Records
>>>>

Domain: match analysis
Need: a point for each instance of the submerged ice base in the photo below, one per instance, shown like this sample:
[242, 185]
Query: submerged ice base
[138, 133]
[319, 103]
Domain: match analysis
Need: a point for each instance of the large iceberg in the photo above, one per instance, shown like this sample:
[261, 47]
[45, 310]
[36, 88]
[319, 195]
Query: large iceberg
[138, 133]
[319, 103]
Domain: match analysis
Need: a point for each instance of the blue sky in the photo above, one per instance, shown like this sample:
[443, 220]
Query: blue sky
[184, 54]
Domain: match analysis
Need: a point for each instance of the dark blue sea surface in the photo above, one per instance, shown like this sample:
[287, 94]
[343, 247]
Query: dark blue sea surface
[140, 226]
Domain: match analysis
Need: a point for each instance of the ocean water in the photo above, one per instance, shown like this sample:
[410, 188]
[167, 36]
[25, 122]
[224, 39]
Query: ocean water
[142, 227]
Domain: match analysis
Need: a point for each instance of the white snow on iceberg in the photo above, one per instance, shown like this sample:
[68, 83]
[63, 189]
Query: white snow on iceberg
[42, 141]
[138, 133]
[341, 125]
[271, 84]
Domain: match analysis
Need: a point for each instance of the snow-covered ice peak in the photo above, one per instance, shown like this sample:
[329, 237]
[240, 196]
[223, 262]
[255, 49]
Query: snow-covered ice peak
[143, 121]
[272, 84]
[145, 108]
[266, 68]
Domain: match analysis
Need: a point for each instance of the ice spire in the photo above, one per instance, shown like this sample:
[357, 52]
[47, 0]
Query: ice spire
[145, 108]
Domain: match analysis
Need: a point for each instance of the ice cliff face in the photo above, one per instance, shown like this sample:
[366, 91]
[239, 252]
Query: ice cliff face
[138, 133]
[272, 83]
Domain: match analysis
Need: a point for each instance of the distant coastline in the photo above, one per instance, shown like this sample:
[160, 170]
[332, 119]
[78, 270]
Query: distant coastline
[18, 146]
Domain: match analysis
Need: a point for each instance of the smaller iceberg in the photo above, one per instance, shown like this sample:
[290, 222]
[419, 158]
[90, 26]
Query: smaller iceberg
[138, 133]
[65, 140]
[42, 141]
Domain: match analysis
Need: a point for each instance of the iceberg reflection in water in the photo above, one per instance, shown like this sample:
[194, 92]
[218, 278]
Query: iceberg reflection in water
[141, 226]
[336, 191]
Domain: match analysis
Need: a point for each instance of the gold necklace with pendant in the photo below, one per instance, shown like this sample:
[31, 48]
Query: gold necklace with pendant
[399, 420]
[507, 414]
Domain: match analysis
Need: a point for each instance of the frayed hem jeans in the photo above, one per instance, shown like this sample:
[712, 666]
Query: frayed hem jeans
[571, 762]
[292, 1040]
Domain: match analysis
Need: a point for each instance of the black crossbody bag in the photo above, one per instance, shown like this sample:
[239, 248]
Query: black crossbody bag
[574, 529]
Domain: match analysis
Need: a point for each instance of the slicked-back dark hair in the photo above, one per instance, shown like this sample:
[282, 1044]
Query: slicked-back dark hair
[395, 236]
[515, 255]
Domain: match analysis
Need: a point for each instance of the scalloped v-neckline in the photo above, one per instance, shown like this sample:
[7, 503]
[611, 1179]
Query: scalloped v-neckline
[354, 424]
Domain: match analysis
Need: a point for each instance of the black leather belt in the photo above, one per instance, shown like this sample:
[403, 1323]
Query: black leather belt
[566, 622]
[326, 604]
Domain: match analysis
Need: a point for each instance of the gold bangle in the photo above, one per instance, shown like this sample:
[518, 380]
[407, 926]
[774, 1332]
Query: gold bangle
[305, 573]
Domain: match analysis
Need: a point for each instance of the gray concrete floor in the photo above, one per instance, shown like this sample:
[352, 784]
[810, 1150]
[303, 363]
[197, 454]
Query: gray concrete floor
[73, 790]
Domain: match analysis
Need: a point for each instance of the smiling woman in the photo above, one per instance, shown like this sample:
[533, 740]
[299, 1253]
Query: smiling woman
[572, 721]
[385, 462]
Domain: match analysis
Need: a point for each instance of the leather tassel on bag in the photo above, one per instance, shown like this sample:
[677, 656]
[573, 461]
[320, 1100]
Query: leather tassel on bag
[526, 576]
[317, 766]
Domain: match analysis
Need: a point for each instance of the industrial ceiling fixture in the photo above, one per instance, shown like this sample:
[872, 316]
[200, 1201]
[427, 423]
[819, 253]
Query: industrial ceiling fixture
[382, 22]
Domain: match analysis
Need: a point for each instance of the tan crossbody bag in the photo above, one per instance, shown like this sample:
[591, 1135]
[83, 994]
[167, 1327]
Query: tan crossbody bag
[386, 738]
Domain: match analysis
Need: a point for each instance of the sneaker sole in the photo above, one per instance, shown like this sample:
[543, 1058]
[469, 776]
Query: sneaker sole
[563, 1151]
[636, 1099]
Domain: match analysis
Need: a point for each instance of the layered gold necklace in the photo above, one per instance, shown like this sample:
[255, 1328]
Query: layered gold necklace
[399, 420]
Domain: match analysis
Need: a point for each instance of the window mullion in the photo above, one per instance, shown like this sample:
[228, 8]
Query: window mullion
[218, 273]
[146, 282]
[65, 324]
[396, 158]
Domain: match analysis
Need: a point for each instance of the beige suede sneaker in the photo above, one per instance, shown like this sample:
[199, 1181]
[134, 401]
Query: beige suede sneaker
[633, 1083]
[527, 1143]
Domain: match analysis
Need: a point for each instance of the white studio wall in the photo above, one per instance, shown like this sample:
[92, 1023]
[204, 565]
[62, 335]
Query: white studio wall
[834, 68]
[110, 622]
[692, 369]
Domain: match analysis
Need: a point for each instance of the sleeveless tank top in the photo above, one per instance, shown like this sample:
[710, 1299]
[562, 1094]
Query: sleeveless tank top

<<<<

EXERCISE DESCRIPTION: Restate the listing above word for word.

CORRECT OUTPUT:
Domain: match analysis
Need: a point for each instance of the submerged ice base in the photo below, one per instance, shown like this sample:
[242, 185]
Query: submerged ice base
[138, 133]
[319, 103]
Domain: match analysis
Need: a point for each instance of the large iceberg in the photo above, one per instance, shown like this sample:
[261, 47]
[45, 310]
[36, 88]
[319, 195]
Query: large iceberg
[138, 133]
[319, 103]
Domain: match analysis
Need: a point for each instance of the blue sky in the photo above, one per instance, shown like this sample:
[443, 220]
Query: blue sky
[184, 54]
Domain: match analysis
Need: a point for each instance of the dark blue sea surface in the photo above, one per instance, shown like this sample:
[287, 94]
[343, 247]
Query: dark blue sea surface
[140, 226]
Domain: match analysis
Need: a point for each instance of the ocean water in the photo above, one per instance, shown like this sample:
[410, 188]
[167, 36]
[25, 122]
[224, 39]
Query: ocean water
[142, 227]
Domain: match analysis
Need: a point for each instance of the white snow on iceberg in the photo above, one per instance, shown like this sample:
[68, 83]
[63, 189]
Query: white snow on iceberg
[42, 141]
[138, 133]
[341, 125]
[271, 84]
Domain: match analysis
Need: a point for each instance of the snow-covered ice peak in the photo above, one per instance, shown like this sample:
[329, 237]
[240, 196]
[223, 262]
[255, 49]
Query: snow-covered ice peak
[143, 121]
[272, 84]
[145, 108]
[266, 68]
Domain: match analysis
Need: a point for each instance of the ice spire in the photo above, one per instance, shown like this sample:
[357, 52]
[47, 0]
Query: ice spire
[145, 108]
Domain: match analysis
Need: a point for each instance of the ice cliff face in the photo above, one per instance, shown like this sample:
[366, 91]
[239, 252]
Query: ice cliff face
[138, 133]
[272, 83]
Domain: match analysis
Need: a point for each instance of the distant coastline in the photo above, one per instance, shown like this sample:
[160, 170]
[332, 119]
[78, 270]
Query: distant coastline
[18, 146]
Domain: match analysis
Need: a point for each instance of the smaller iceberg in the photo above, one per instance, shown like this sample:
[290, 222]
[419, 158]
[90, 26]
Query: smaller iceberg
[138, 133]
[65, 140]
[42, 141]
Domain: match analysis
Need: a point for each instance of the iceberg reflection in water in the photo above, one per instance, shown like this sample:
[194, 92]
[218, 278]
Query: iceberg reflection in water
[141, 226]
[336, 191]
Domain: match analysis
Need: a point for each instance of the gold necklace with pendant in the photo below, one per instance, shown like this sample:
[31, 48]
Query: gold necklace with pendant
[399, 420]
[507, 414]
Domain: match analysis
Need: a point for each instance of the frayed hem jeans in the photo above, one per instance, shown like this sample:
[712, 666]
Query: frayed hem jeans
[571, 762]
[292, 1040]
Domain: match analysis
Need: a point for each instance of the black crossbody bag in the photo above, one per instance, shown like this sample:
[239, 248]
Query: black crossbody bag
[574, 529]
Domain: match analysis
Need: a point for each instance of the slicked-back dark hair in the photo above, one per instance, shown like this sample:
[282, 1044]
Query: slicked-back dark hair
[395, 236]
[515, 255]
Domain: match analysis
Need: a point for each instance of the scalloped v-neckline in the photo above, one per instance, shown like this sample:
[7, 503]
[611, 1179]
Query: scalloped v-neckline
[354, 424]
Domain: match analysis
Need: a point for each instance of the black leather belt in the photo above, one per instance, shown like this sample:
[403, 1323]
Query: black leather belt
[566, 622]
[326, 604]
Domain: match analysis
Need: a point for each instance of the gold bangle in the photo above, one per instance, shown like this sample:
[518, 380]
[407, 926]
[774, 1332]
Query: gold bangle
[305, 573]
Domain: match analysis
Need: a point for each instance of the gray concrete floor in the photo above, one per instance, shown like this sample:
[352, 784]
[810, 1150]
[303, 363]
[197, 454]
Query: gray concrete floor
[73, 790]
Domain: match analysis
Need: a point for each instance of the smiling woman in the photo above, one per instance, shown like this sample:
[533, 740]
[299, 1253]
Query: smiling woman
[572, 721]
[385, 462]
Domain: match analysis
Need: a point for each instance of the leather tassel on bag in the photo above, one per instance, shown like this sample:
[677, 656]
[573, 461]
[320, 1100]
Query: leather tassel on bag
[526, 576]
[317, 766]
Domain: match analysis
Need: a point for each instance of the industrial ceiling fixture in the photo above, one per instance, shown like this sample:
[872, 316]
[200, 1201]
[427, 423]
[819, 253]
Query: industrial ceiling fixture
[382, 22]
Domain: match analysis
Need: a point for each instance of the tan crossbody bag in the photo above, one per instance, shown like this sample:
[591, 1135]
[83, 994]
[167, 1327]
Query: tan crossbody bag
[386, 738]
Domain: match analysis
Need: a point for each instance of the sneaker sole in the photo above, one per instance, shown like this sample:
[543, 1058]
[469, 776]
Query: sneaker sole
[563, 1151]
[636, 1099]
Domain: match analysis
Need: a point for each instance of the layered gold necklace in the photo above, one per instance, shown like this sample:
[255, 1328]
Query: layered gold necklace
[399, 420]
Domain: match analysis
Need: a point for each instance of the window mullion in the photo above, one per instance, shown like this sample:
[228, 8]
Query: window mullion
[218, 273]
[146, 282]
[65, 324]
[396, 158]
Domain: match analysis
Need: a point for each instance of the beige suede sneaker in the photo above, one per instance, shown like this sample:
[199, 1181]
[134, 401]
Query: beige suede sneaker
[633, 1083]
[527, 1143]
Domain: match analysis
Need: a point for each instance of the white studio wall in the photo above, one per instance, shown like this sample:
[92, 1023]
[204, 565]
[62, 335]
Query: white studio wall
[834, 68]
[110, 622]
[692, 369]
Domain: match analysis
Need: a point for each instance of the sleeveless tank top in the photo above, one per instance, shown like this sample:
[710, 1299]
[562, 1094]
Query: sleeveless tank top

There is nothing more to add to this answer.